PROVIDED RECORDS START

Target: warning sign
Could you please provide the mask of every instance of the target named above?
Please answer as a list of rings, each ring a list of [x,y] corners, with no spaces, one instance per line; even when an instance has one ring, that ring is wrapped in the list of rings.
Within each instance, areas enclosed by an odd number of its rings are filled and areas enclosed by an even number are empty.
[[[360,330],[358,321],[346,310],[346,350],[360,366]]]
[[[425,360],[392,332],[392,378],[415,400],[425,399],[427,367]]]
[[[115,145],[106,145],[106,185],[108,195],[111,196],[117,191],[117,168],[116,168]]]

PROVIDED RECORDS END

The full listing has to be duplicated exactly.

Target: warning sign
Could you please provide the mask of every instance of the target named above?
Please answer as a list of rings, each ring a list of [x,y] corners, with no spaces, one instance per line; even when an instance has one ring, that ring is wrapped in the list of rings.
Within each instance, areas enclosed by an odd number of its rings are filled and areas enclosed by an even number are empty.
[[[360,330],[358,321],[346,310],[346,350],[360,366]]]
[[[425,360],[392,332],[392,378],[415,400],[425,399],[427,367]]]
[[[115,145],[106,145],[106,185],[108,195],[111,196],[117,191],[117,168],[116,168]]]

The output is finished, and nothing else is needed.